[Start]

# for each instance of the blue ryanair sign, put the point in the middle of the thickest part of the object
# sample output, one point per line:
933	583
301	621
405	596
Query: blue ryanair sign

[End]

=== Stated problem ===
Copy out the data above line for line, changing nothing.

=== Response ===
# for each instance of the blue ryanair sign, put the point in the middle of the thickest part of the object
# sample output, one point per line:
933	583
301	621
405	596
Query: blue ryanair sign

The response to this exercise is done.